● What you will do
Go through the entries and set each one down exactly.

################

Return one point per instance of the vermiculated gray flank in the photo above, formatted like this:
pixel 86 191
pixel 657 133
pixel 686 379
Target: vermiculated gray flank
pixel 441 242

################

● Result of this exercise
Return one point per instance of the vermiculated gray flank in the photo above, formatted like this:
pixel 86 191
pixel 657 133
pixel 686 379
Target: vermiculated gray flank
pixel 441 242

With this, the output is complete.